[Stated task] Switch "comma separated" to "separated by a comma" in every item below, keeping everything else the same. Leave the pictures out of your answer.

(Data listing)
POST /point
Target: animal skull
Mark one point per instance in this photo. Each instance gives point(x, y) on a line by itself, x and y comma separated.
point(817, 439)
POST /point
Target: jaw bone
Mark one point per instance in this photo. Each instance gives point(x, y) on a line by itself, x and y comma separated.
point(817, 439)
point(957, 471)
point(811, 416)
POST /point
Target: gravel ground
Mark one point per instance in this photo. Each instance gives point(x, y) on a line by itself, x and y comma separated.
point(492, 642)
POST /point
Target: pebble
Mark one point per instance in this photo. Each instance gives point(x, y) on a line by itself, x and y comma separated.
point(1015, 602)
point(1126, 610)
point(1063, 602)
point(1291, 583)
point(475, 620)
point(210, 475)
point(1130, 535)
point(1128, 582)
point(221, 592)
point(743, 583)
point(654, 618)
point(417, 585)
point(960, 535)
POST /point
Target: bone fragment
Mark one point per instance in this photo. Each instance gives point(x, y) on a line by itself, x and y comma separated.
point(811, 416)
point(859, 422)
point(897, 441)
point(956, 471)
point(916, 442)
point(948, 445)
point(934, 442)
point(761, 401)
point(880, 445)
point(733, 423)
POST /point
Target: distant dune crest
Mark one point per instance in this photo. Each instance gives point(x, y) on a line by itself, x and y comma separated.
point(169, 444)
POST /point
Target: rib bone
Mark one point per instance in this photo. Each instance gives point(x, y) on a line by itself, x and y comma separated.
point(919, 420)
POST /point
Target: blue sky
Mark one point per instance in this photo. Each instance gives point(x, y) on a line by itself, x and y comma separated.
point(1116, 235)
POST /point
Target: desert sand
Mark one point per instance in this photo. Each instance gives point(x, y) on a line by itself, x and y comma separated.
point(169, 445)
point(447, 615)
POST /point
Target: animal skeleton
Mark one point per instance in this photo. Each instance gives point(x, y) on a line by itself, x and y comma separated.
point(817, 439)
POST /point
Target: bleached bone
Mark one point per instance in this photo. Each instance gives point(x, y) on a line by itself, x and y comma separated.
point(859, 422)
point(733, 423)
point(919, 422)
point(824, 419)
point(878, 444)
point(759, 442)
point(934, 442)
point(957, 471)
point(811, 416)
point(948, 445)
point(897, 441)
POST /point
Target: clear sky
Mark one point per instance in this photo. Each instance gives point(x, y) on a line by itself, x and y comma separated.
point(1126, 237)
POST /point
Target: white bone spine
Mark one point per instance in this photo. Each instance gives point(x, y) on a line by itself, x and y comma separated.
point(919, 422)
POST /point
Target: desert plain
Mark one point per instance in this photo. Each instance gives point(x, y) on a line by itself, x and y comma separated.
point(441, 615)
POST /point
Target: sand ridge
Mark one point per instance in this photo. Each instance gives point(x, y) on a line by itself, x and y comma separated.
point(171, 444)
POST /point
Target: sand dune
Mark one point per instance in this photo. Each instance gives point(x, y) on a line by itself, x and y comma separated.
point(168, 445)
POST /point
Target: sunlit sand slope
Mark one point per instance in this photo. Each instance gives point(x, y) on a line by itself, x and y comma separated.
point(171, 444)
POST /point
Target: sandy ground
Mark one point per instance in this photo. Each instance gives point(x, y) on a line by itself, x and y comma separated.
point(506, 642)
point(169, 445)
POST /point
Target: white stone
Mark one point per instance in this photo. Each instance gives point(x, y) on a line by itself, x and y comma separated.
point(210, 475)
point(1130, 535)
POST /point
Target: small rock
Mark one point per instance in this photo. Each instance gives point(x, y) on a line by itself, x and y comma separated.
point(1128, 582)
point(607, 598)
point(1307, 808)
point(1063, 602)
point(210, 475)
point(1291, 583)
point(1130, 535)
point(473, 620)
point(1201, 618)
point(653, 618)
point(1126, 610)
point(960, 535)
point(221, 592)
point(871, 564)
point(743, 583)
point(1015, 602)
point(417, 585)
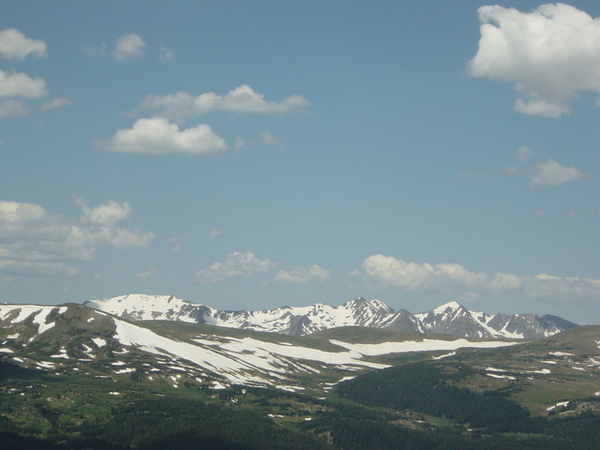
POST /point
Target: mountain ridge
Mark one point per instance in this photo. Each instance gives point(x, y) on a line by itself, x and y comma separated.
point(449, 318)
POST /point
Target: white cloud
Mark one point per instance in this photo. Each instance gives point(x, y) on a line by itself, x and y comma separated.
point(215, 233)
point(175, 244)
point(164, 54)
point(12, 108)
point(242, 99)
point(389, 272)
point(552, 173)
point(267, 138)
point(524, 153)
point(14, 44)
point(56, 103)
point(236, 265)
point(18, 84)
point(107, 215)
point(540, 108)
point(302, 275)
point(158, 136)
point(148, 273)
point(239, 143)
point(34, 242)
point(550, 54)
point(129, 47)
point(562, 289)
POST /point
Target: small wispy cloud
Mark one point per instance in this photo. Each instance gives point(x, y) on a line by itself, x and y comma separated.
point(159, 136)
point(551, 173)
point(550, 54)
point(15, 45)
point(236, 265)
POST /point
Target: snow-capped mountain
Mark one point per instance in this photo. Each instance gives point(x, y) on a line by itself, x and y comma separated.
point(450, 318)
point(73, 338)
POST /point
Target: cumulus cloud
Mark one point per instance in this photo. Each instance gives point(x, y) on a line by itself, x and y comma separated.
point(302, 275)
point(175, 244)
point(14, 44)
point(524, 153)
point(215, 233)
point(158, 136)
point(551, 173)
point(56, 103)
point(18, 84)
point(550, 54)
point(389, 272)
point(13, 107)
point(150, 272)
point(242, 99)
point(129, 47)
point(164, 54)
point(236, 265)
point(106, 215)
point(34, 242)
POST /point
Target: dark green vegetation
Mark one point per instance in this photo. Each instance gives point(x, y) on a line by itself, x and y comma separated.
point(474, 399)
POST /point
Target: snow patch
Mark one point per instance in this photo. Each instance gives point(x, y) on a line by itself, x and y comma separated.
point(99, 342)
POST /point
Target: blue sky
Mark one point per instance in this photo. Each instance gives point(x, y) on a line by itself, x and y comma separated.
point(249, 155)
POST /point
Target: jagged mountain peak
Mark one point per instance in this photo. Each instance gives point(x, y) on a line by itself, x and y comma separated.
point(449, 318)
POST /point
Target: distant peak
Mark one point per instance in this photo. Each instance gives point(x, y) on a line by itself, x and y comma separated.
point(450, 305)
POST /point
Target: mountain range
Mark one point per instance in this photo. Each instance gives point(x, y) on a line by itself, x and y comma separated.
point(450, 318)
point(72, 376)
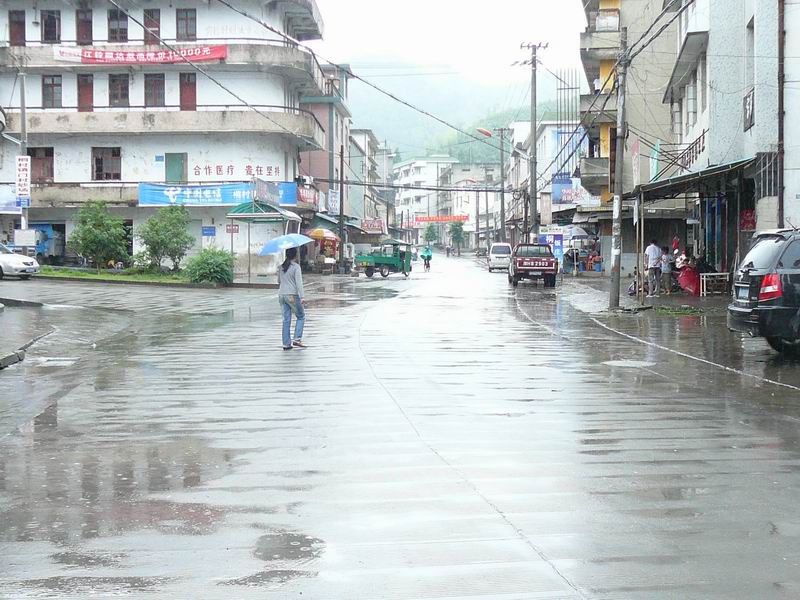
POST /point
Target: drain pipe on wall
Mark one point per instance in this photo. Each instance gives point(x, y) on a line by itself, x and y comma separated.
point(781, 111)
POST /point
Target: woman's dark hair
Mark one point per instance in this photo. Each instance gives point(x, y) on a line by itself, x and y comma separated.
point(291, 254)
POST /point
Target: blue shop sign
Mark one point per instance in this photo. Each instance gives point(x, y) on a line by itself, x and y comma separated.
point(220, 194)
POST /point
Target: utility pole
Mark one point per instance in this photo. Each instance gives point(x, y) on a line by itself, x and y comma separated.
point(488, 241)
point(503, 184)
point(23, 131)
point(616, 229)
point(477, 219)
point(533, 183)
point(341, 208)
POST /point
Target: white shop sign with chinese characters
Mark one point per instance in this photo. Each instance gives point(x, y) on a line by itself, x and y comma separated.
point(23, 181)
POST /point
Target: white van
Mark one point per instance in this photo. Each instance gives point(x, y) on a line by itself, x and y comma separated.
point(499, 257)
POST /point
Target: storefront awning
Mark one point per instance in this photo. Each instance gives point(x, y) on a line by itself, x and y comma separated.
point(687, 183)
point(261, 212)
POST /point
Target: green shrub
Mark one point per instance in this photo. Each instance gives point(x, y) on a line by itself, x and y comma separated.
point(165, 235)
point(99, 236)
point(210, 265)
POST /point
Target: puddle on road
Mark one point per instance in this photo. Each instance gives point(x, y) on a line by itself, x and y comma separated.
point(88, 559)
point(285, 546)
point(285, 549)
point(267, 578)
point(629, 364)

[Result]
POST /point
Target: animal skull
Mark one point per instance in this photo. Each instance gives point(x, y) on a line by itself, x and y separated by a comma.
point(817, 439)
POST /point
Target: jaw bone
Mark one point per instance in this photo. Each instance gives point(x, y) on a line by itself, x and y separated by a comma.
point(817, 439)
point(957, 471)
point(811, 416)
POST /point
Target: gravel ground
Mark one point per instance in this photo. Each instance gives point(x, y) on a line by itself, x and y separated by a comma.
point(492, 642)
POST /point
Target: pebble
Mark one point per instance in this photo. Each instance gives point(x, y) on a line by itself, x and y separated by a comma.
point(1015, 602)
point(1126, 610)
point(1063, 602)
point(1291, 583)
point(475, 620)
point(210, 475)
point(1130, 535)
point(1128, 582)
point(221, 592)
point(743, 583)
point(654, 618)
point(417, 585)
point(960, 535)
POST /point
Target: bone fragment
Mark one point per instance in this photo. Each instance gives point(x, y) on a line by itself, x and y separated by a comma.
point(811, 416)
point(859, 422)
point(897, 441)
point(956, 471)
point(916, 442)
point(948, 445)
point(934, 442)
point(761, 401)
point(880, 445)
point(733, 423)
POST /point
Target: distant dune crest
Mark one point per instance in this photo. Each instance gives point(x, y) on a line by itself, x and y separated by a comma.
point(169, 444)
POST /point
Target: rib bone
Mark one point per instance in this photo. Each instance gives point(x, y) on a line by itself, x and y separated by a comma.
point(919, 420)
POST /point
Target: blue sky
Mark one point per instance in this photo. Each instance gives point(x, y) on a line by itself, x and y separated by a comma.
point(1116, 235)
POST /point
Target: desert sand
Mark one point per instance in this photo. Each instance gives point(x, y) on a line by itself, x and y separated by a comma.
point(169, 445)
point(447, 615)
POST /point
Target: animal skeleton
Mark one point per instance in this photo. Each instance gives point(x, y) on a line by itself, x and y separated by a comma.
point(817, 439)
POST /point
Target: bleached bone
Mark one point per instance in this photo. Each instance gives point(x, y) on a line by itself, x and y separated by a comma.
point(859, 422)
point(733, 423)
point(919, 422)
point(824, 419)
point(878, 444)
point(759, 442)
point(934, 442)
point(957, 471)
point(811, 416)
point(948, 445)
point(897, 441)
POST /point
Target: clear sky
Mark one point per instance in this photo. Each instance gives point(x, y) on a line by itself, x and y separated by a comma.
point(1126, 237)
POST /point
Target: white bone spine
Mark one point per instance in this photo. Each instance gives point(x, y) on a line by itself, x and y separated by a comma.
point(919, 422)
POST /point
Target: desert plain
Mark one point per instance in this photo. Each instance gives point(x, y) on a line by itself, x and y separated by a comma.
point(441, 615)
POST /point
Target: sand ridge
Mark one point per instance in this photo. Each instance gives point(x, y) on a line by itself, x and y separated by a comma.
point(171, 444)
POST /point
Target: sand dune
Mark one point per instance in this photo. Each instance gives point(x, y) on a line by itself, x and y separated by a comma.
point(168, 445)
POST /point
Target: sunlit sand slope
Mark one point per instance in this photo. Each instance gives point(x, y) on a line by itself, x and y separated by a comma.
point(171, 444)
POST /point
Target: sandy ground
Mark one point per instance in this photo. Each instance gives point(x, y) on a line by itself, x and y separated by a comma.
point(506, 642)
point(169, 445)
POST /point
Target: white stone
Mark one point per instance in this photo. Each instance gives point(x, y) on a line by itself, x and y separated by a comma.
point(210, 475)
point(1130, 535)
POST /point
Target: small rock
Mark one point per instance in this photo. Each instance gives point(x, y) on a line by itself, x and y separated by a comma.
point(1128, 582)
point(607, 598)
point(1307, 808)
point(1063, 602)
point(210, 475)
point(1291, 583)
point(1130, 535)
point(473, 620)
point(1201, 618)
point(653, 618)
point(1126, 610)
point(960, 535)
point(221, 592)
point(871, 564)
point(743, 583)
point(1015, 602)
point(417, 585)
POST /point
Target: mountain ridge
Mark one point per instance in this photo. Each instance gives point(x, y) on a line by itself, x and y separated by a comma.
point(449, 318)
POST /point
Target: white cloud
Mark one point per instance in this photo. Each instance gives point(x, y) on a line by itself, x and y separated by a comma.
point(215, 233)
point(175, 244)
point(164, 54)
point(12, 108)
point(242, 99)
point(389, 272)
point(552, 173)
point(267, 138)
point(524, 153)
point(14, 44)
point(56, 103)
point(236, 265)
point(18, 84)
point(107, 215)
point(540, 108)
point(302, 275)
point(158, 136)
point(148, 273)
point(239, 143)
point(34, 242)
point(550, 54)
point(129, 47)
point(562, 289)
POST /point
Target: small wispy cloud
Mark one point per instance in this photo. Each instance gives point(x, y) on a line by itself, x and y separated by a comma.
point(159, 136)
point(551, 173)
point(550, 54)
point(15, 45)
point(236, 265)
POST /point
Target: snow-capped mountain
Mark one point per instance in this photo. Each instance gives point(x, y) on a line by itself, x and y separated by a comma.
point(450, 318)
point(73, 338)
POST /point
Target: cumulus cloud
Mark one point per instance in this photo. Each instance gives point(x, y) on a line by itself, x and y separated by a comma.
point(302, 275)
point(175, 244)
point(14, 44)
point(524, 153)
point(215, 233)
point(158, 136)
point(551, 173)
point(56, 103)
point(18, 84)
point(550, 54)
point(389, 272)
point(13, 107)
point(150, 272)
point(242, 99)
point(129, 47)
point(164, 54)
point(236, 265)
point(106, 215)
point(34, 242)
POST /point
Target: dark green vegetation
Mark one point per instance in this photo. Each instance gives point(x, y) on a line by itself, x and y separated by a comma.
point(474, 399)
POST /point
Target: snow patch
Mark one point per instance in this photo. Each instance gives point(x, y) on a line by itself, x and y separated by a comma.
point(99, 342)
POST /point
Target: blue sky
Mark one point per instance in this photo. Each instance gives point(x, y) on a line by itself, x and y separated by a comma.
point(249, 155)
POST /point
Target: jagged mountain peak
Mark one point per instance in this photo. Each instance gives point(x, y) on a line by itself, x and y separated by a comma.
point(449, 318)
POST /point
Target: distant peak
Mark one point per instance in this photo. Each instance gives point(x, y) on a line by itself, x and y separated by a comma.
point(450, 305)
POST /point
Target: mountain range
Mark one point per instance in this photo. Each instance gives point(x, y) on a line by itself, x and y separated by a comma.
point(450, 318)
point(72, 376)
POST /point
Target: drain pipe on wall
Mark one point per instance in this photo. Each instance gives point(x, y) on a line by itself, x and y separated by a comma.
point(781, 111)
POST /point
Target: woman's dark hair
Mark one point per instance in this photo. Each instance gives point(x, y) on a line by itself, x and y separated by a comma.
point(291, 254)
POST /point
Target: blue shop sign
Mark one point per instance in this photo. Each instance gives point(x, y) on a line by itself, x and y separated by a comma.
point(220, 194)
POST /point
Target: utility pole
Mark one point per instance in this photo. Each instance gives point(x, y) on a line by itself, x and y separated by a comma.
point(488, 241)
point(503, 184)
point(23, 131)
point(616, 229)
point(477, 219)
point(533, 183)
point(341, 208)
POST /point
Target: white shop sign with chinese characters
Mark one point per instance in this photo. Each instance gives point(x, y) on a line by itself, x and y separated by a comma.
point(23, 181)
POST /point
Target: white van
Mark one point per instance in this photo. Each instance gives point(x, y) on a line by itself, x and y separated by a comma.
point(499, 257)
POST /point
Target: storefront awning
Mark one point per instance in this photo. Each instance gives point(x, y) on a line by itself, x and y separated by a comma.
point(687, 183)
point(261, 212)
POST /point
Target: green shrub
Mark one point per instance in this photo. Each instance gives point(x, y) on a line by itself, x and y separated by a comma.
point(165, 235)
point(99, 236)
point(210, 265)
POST /point
Target: puddle on road
Mark one point per instance in this photo. Each instance gives point(x, y) on a line by itself, x and y separated by a comma.
point(88, 559)
point(285, 546)
point(285, 549)
point(267, 578)
point(629, 364)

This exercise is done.